EXCERPT TO READ START
A new beginning
by Lorien E. Menhennett
Today I enter a new chapter in my medical school journey: clerkships. This is where, as they say, the rubber meets the road. This is why I came to medical school, why I wanted to become a doctor. I wanted to work with patients — not sit in a classroom and study all day long. So this is a thrilling transition. Scary too, because new things are scary. But mostly exciting.
I start with six weeks of OB/GYN. It’s divided up into chunks of time where I learn specific aspects of this specialty. My six weeks are as follows: two weeks of gynecology, a week of maternal fetal medicine (high-risk obstetrics), two weeks on labor and delivery (a week each of daytime and nighttime work), and a week in the ambulatory clinic. I don’t know much more of the specifics yet — today is our orientation, so soon I’ll have a better idea of how things will play out. Our workday is about 12 hours (give or take a little), so this will be an intense six weeks. I’ll try to update here as I can.
A brief update on my Step 1 saga too: It’s not quite over. I was scheduled to take my exam on Friday, Feb. 10, but we had a snowstorm the day before. The people running the testing center decided that this was cause to close their doors both Thursday and Friday. So I’ve been rescheduled to take my exam this coming Wednesday, Feb. 15, just across the border in New Jersey. I was so ready to be done with Step 1, so this was very frustrating. But I made the best of it, and still enjoyed my last weekend before clerkships. I took a trip to Dō, a shop that sells incredible flavors of cookie dough (made with pasteurized eggs so you can eat it), as well as to The Metropolitan Museum of Art. So much of the last six weeks has been me at my desk, staring at either my review book or my computer screen. So getting out and enjoying the city was a much needed change of scenery.
This drama with my test date, while frustrating, does relate to medicine, I realized. It reminded me that control is an illusion, that it’s important to be able to go with the flow, because things can change at any moment. This is true in life in general, and I know it will also be true as I start clerkships. My mom shared with me a saying that captures this perfectly: “Change is inevitable, but growth is optional.”
Thanks for sharing a slice of culture and a scoop of fun food with us from the Big Apple! Best wishes in your new adventures in patient care. And love and good thoughts are with you as you take Step One tomorrow! You’ve got this, girl! “We don’t say good luck, we say don’t give up–it’s the fire!”
EXCERPT TO READ END
| AIM OF THE EXERCISE |
In the post about starting clerkships, to what date was the writer's Step 1 exam rescheduled? This material has no connection to the post about starting clerkships.
GIVEN INFORMATION START
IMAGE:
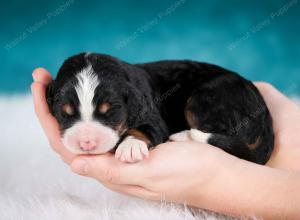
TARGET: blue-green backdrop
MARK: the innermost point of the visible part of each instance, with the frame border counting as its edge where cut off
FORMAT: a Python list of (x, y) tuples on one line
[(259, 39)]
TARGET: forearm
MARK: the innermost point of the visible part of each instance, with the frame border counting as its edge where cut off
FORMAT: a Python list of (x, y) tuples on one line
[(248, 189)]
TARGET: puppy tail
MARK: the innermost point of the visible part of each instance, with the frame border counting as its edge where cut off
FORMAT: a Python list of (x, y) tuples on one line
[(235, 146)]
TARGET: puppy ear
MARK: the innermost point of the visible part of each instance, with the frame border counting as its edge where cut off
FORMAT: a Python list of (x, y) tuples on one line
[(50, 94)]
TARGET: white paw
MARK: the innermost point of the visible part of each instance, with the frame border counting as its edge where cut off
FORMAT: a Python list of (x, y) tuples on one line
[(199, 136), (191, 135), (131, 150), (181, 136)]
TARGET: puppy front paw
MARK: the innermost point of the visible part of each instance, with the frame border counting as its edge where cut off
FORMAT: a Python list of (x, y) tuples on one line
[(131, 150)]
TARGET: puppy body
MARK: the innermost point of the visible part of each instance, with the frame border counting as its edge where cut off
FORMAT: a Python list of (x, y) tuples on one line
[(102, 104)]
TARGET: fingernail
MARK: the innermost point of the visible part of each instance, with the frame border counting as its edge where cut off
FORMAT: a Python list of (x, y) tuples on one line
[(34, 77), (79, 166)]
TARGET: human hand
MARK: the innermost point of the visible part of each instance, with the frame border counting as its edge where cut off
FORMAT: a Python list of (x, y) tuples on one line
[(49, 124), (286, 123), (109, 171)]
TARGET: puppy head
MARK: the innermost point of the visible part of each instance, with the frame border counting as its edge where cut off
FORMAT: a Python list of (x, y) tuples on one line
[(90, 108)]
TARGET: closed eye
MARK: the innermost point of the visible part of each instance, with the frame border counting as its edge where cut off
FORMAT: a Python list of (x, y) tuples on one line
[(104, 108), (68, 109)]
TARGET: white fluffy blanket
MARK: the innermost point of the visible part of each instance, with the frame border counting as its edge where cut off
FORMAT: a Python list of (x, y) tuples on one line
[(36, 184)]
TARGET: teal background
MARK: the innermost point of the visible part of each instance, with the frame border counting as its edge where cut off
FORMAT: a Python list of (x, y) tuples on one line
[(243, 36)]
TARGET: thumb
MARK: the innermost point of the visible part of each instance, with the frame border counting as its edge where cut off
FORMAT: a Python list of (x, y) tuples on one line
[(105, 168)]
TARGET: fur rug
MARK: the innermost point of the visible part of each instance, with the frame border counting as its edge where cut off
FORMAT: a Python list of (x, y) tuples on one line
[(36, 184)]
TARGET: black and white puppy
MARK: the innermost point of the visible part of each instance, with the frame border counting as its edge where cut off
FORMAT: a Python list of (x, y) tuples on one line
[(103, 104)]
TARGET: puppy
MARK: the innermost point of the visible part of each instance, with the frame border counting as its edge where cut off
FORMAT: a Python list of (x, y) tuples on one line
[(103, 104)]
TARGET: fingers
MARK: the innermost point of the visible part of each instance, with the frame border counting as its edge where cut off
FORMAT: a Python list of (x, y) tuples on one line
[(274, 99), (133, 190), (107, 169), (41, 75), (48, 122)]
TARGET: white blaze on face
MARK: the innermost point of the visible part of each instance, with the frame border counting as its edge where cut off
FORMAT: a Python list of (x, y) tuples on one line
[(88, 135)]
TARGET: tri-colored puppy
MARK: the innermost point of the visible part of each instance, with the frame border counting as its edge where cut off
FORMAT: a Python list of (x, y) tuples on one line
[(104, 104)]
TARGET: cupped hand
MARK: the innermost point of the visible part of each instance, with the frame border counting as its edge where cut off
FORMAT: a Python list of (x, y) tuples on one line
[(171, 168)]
GIVEN INFORMATION END
GIVEN INFORMATION START
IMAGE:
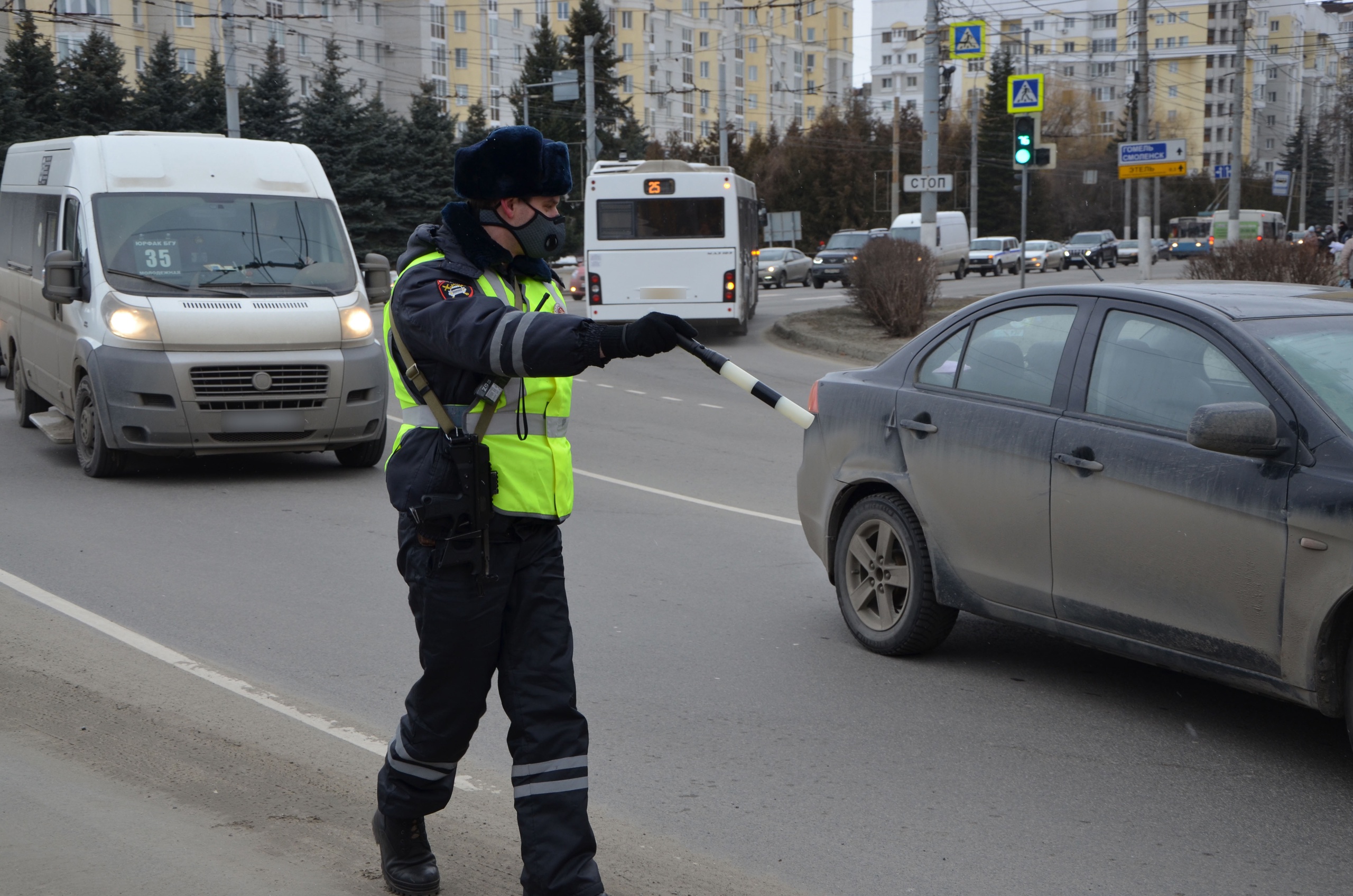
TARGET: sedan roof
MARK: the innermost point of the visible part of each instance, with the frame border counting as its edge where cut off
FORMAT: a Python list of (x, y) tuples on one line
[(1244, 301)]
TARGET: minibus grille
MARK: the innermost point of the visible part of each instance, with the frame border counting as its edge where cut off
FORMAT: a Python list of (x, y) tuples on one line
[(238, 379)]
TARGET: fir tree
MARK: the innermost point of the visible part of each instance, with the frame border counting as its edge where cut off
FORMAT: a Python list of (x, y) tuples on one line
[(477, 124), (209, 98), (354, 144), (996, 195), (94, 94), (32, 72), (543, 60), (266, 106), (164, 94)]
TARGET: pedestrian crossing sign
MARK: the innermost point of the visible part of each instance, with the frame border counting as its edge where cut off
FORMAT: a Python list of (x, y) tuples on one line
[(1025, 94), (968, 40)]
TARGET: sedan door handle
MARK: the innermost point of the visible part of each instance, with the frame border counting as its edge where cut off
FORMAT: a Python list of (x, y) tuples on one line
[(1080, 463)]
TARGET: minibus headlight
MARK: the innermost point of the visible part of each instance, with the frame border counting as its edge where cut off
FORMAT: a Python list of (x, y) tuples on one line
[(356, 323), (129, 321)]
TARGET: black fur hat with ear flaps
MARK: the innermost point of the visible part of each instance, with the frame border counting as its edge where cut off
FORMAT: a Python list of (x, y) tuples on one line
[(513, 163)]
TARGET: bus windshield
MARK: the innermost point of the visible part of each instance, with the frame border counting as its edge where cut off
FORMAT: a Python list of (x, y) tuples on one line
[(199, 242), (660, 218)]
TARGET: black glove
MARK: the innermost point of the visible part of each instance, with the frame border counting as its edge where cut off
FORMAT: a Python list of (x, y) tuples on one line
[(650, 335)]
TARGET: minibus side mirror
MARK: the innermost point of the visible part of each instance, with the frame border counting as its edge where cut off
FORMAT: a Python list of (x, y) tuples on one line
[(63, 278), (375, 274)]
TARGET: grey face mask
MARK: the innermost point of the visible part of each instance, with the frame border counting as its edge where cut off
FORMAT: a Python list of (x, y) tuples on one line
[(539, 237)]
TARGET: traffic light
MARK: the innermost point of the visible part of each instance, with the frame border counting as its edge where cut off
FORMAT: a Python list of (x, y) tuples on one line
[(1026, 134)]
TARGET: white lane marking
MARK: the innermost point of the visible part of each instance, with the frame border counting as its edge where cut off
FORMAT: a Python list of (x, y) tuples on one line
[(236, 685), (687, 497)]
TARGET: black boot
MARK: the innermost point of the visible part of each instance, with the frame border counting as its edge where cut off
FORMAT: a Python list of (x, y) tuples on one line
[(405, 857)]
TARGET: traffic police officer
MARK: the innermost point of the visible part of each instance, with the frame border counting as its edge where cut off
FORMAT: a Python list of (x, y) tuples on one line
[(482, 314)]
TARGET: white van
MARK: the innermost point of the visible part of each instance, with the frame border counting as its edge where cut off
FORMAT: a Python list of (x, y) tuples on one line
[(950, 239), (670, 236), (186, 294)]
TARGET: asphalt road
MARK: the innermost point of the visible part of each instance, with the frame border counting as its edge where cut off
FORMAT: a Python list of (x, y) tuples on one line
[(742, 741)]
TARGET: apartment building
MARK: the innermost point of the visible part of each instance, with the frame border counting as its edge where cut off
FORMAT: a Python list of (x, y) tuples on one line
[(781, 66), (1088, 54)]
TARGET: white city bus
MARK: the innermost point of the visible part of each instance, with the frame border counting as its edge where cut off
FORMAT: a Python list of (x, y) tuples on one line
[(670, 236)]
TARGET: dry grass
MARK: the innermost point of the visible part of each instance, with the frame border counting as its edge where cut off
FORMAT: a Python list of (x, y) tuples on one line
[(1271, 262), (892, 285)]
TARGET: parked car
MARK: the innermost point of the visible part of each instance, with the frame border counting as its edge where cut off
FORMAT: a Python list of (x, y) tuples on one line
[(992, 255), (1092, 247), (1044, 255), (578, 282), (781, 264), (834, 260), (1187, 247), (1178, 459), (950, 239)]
GIVEN INFORMATION END
GIVEN INFORMATION START
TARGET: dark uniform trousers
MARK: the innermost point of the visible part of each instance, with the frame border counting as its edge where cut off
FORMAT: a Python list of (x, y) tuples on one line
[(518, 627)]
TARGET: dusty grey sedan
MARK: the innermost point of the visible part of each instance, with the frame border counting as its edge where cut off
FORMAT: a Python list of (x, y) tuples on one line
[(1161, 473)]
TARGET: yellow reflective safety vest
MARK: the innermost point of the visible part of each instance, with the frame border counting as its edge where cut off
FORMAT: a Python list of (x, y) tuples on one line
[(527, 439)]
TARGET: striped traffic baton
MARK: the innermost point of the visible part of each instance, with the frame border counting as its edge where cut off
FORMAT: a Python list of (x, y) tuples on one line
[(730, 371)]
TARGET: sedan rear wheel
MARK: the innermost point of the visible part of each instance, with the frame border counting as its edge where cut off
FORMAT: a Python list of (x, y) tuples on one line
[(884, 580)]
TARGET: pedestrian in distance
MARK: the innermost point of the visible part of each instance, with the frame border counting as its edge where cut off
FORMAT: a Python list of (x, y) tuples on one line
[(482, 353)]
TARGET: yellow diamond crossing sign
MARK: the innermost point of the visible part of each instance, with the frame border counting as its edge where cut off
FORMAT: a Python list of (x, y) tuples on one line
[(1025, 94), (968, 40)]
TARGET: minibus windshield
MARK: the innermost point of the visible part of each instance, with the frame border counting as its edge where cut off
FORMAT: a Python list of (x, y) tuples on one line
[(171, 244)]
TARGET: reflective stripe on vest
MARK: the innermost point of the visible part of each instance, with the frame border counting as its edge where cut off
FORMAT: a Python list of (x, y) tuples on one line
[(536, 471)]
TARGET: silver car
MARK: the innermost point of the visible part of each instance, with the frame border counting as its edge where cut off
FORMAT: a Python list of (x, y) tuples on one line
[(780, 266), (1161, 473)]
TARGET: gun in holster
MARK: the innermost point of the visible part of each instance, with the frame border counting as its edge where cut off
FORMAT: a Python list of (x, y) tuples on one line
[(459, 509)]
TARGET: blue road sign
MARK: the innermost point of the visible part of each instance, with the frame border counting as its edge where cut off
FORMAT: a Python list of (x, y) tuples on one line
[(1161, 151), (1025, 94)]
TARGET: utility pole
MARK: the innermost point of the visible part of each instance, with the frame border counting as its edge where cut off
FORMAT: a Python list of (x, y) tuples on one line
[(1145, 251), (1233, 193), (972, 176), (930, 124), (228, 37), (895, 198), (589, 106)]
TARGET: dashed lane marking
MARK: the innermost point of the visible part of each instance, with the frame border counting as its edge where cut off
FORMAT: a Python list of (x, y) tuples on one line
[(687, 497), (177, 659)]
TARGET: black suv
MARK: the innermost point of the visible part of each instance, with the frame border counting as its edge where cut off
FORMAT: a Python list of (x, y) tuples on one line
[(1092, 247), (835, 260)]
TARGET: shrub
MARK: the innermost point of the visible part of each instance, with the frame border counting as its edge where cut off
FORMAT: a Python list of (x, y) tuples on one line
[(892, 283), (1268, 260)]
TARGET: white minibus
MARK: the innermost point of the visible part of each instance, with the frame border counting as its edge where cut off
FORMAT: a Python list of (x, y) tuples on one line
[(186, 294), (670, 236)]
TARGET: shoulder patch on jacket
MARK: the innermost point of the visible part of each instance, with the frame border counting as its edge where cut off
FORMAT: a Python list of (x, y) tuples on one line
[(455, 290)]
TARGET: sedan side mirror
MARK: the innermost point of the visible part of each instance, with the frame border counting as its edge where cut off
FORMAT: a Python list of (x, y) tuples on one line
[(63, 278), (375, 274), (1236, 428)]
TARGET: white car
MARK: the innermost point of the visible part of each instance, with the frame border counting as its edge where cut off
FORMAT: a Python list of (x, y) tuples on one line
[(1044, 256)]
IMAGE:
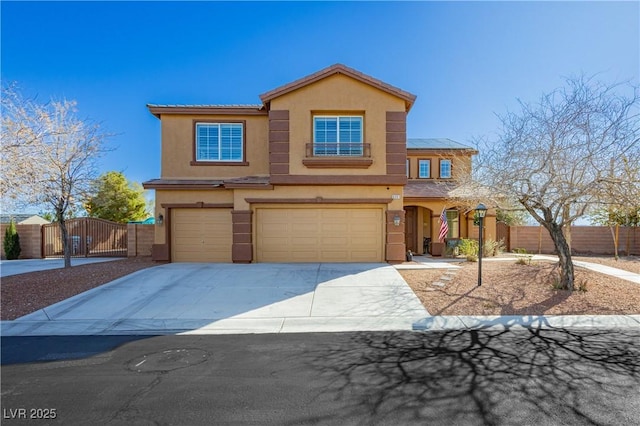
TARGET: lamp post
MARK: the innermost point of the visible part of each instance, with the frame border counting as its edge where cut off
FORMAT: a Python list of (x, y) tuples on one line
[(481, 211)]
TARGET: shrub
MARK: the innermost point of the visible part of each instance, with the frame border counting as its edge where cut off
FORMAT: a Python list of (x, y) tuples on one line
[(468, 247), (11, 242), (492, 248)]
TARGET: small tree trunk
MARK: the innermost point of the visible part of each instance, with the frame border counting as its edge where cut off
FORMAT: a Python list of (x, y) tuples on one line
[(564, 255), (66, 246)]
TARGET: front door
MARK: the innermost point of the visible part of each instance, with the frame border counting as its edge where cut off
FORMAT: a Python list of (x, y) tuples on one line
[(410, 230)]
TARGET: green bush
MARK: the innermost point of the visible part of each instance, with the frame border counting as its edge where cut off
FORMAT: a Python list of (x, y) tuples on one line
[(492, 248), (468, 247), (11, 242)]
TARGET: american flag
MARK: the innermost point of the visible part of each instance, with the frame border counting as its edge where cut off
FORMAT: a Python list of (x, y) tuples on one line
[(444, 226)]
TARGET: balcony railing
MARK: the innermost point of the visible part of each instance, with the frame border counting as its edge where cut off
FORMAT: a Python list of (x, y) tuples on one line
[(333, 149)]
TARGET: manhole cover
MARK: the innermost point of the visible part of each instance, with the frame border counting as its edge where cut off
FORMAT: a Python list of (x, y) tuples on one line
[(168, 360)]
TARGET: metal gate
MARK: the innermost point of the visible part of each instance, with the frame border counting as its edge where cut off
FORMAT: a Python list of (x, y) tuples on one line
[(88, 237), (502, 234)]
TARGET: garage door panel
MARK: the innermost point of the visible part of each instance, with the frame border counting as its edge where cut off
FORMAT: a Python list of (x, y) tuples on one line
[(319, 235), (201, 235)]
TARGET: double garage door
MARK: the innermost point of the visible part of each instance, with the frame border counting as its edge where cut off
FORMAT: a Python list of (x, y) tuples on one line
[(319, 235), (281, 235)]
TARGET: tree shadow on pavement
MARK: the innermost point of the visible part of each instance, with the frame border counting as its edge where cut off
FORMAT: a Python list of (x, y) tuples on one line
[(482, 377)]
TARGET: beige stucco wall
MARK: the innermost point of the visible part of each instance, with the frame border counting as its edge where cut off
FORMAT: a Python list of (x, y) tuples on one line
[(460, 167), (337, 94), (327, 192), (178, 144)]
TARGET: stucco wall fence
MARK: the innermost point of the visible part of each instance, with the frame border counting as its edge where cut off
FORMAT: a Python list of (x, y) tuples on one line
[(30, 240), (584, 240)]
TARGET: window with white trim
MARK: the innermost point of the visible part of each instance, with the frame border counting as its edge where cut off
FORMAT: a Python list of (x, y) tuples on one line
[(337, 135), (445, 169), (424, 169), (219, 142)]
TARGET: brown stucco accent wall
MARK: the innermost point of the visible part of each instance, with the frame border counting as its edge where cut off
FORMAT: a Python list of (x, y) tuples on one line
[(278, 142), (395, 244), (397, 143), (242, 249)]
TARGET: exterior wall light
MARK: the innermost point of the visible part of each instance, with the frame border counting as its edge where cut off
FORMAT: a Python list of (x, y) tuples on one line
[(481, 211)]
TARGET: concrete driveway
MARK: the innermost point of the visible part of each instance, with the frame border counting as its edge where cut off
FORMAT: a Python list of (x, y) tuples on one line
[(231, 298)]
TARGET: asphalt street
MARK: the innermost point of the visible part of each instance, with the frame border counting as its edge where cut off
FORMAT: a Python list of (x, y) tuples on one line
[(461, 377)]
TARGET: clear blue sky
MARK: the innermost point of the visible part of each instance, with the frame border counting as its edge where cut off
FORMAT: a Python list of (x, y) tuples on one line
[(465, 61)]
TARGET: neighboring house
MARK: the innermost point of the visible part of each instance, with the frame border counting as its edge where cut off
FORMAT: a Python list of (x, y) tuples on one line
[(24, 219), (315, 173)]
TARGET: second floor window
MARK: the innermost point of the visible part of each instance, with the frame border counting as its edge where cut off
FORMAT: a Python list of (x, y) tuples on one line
GIVEN INFORMATION END
| RESULT |
Wednesday, Feb. 15